Source records.

BEGIN

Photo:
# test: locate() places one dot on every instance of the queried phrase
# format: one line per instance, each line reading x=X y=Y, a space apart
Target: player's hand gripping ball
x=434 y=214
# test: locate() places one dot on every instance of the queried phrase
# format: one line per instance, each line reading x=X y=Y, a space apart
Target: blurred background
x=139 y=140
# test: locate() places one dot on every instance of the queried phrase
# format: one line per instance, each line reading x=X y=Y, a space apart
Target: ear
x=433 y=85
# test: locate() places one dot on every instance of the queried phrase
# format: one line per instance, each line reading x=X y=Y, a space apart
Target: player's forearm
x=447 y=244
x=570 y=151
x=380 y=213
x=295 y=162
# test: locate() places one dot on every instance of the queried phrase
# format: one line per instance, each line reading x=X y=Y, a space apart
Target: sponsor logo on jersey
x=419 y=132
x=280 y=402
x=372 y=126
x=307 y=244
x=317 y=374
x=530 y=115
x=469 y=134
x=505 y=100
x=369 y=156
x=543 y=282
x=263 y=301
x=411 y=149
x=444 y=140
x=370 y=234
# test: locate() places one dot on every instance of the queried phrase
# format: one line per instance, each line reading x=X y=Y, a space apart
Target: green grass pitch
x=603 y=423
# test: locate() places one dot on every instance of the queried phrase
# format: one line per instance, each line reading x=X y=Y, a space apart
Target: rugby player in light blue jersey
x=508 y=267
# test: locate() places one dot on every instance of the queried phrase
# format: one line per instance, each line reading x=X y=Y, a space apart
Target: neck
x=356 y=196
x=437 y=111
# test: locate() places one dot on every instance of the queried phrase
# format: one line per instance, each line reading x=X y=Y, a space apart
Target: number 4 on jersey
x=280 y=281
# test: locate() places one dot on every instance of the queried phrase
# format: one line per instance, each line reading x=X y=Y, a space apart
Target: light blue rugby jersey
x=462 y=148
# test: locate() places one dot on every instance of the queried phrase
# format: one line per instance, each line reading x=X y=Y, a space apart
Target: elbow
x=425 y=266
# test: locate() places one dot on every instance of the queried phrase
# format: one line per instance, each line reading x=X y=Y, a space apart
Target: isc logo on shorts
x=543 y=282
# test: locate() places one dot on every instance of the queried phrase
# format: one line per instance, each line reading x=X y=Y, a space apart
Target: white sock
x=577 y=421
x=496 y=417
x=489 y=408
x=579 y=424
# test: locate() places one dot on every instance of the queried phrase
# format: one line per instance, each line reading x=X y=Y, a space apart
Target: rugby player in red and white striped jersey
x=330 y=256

END

Brief.
Rewrite all of the entries above, swapping each "jersey" for "shirt" and leaving everything else unchanged.

Result.
Photo:
# test: locate() places one dot on every instance of the queried phrase
# format: one line per instance, each line reading x=X y=Y, a space apart
Target: player's hand gripping ball
x=434 y=214
# test: locate() places one dot on every instance of the queried phrase
# format: one line per instance, each line reading x=X y=Y, a space apart
Target: blurred background
x=139 y=140
# test: locate() places one dot on every instance of the queried phrase
# format: one line per instance, each line reading x=X y=Y, a space apart
Target: ear
x=433 y=85
# test: locate() places one dot on every instance of the queried phrase
# format: one line per instance, each line reading x=X y=Y, a space apart
Target: player's forearm
x=447 y=244
x=570 y=151
x=380 y=213
x=295 y=162
# test: locate() places one dot on every instance of the queried phrase
# format: one line per instance, each line reading x=X y=Y, a space apart
Target: sponsor logo on shirt
x=419 y=132
x=280 y=402
x=372 y=126
x=307 y=244
x=317 y=374
x=530 y=115
x=469 y=134
x=505 y=100
x=369 y=156
x=543 y=282
x=263 y=301
x=411 y=149
x=444 y=140
x=370 y=234
# test: locate() places one dot on every instance of the queried phrase
# format: one line per instance, each line reading x=X y=Y, a space apart
Target: green grass pitch
x=603 y=423
# test: locate() places one dot on every instance of the queried phrase
# format: one line per instance, each line reading x=X y=Y, a space apart
Target: rugby player in light blue shirt
x=508 y=267
# test: locate() places one dot on every instance of the queried phrase
# format: one line per instance, each line reading x=X y=Y, a space apart
Target: neck
x=356 y=196
x=437 y=111
# test: locate() places one dot on every instance of the queried phrase
# format: one line per instance, each line reading x=X y=Y, a space apart
Target: number 4 on shirt
x=280 y=281
# test: locate() places one dot on every instance of the queried phrase
# format: one line per instance, each line reading x=X y=Y, a space apart
Target: light blue rugby shirt
x=462 y=148
# test: locate() places one dot on every instance of the queried phrase
# format: one line per instance, each line reading x=X y=Y, a space apart
Target: elbow
x=425 y=266
# test: locate() places one dot on every instance of the queried phrase
# format: one line per instance, each line reading x=X y=Y, a space apart
Target: isc logo on shorts
x=543 y=282
# test: locate() places one dot on every instance of the queried phrase
# format: one line per instance, each line reading x=X y=Y, a space apart
Target: white sock
x=577 y=421
x=496 y=417
x=489 y=408
x=579 y=424
# test: locate() places one dot on every instance of the queried phrase
# format: one line per instance, each line reading x=X y=Y, a space apart
Target: rugby player in red and white striped shirt
x=330 y=256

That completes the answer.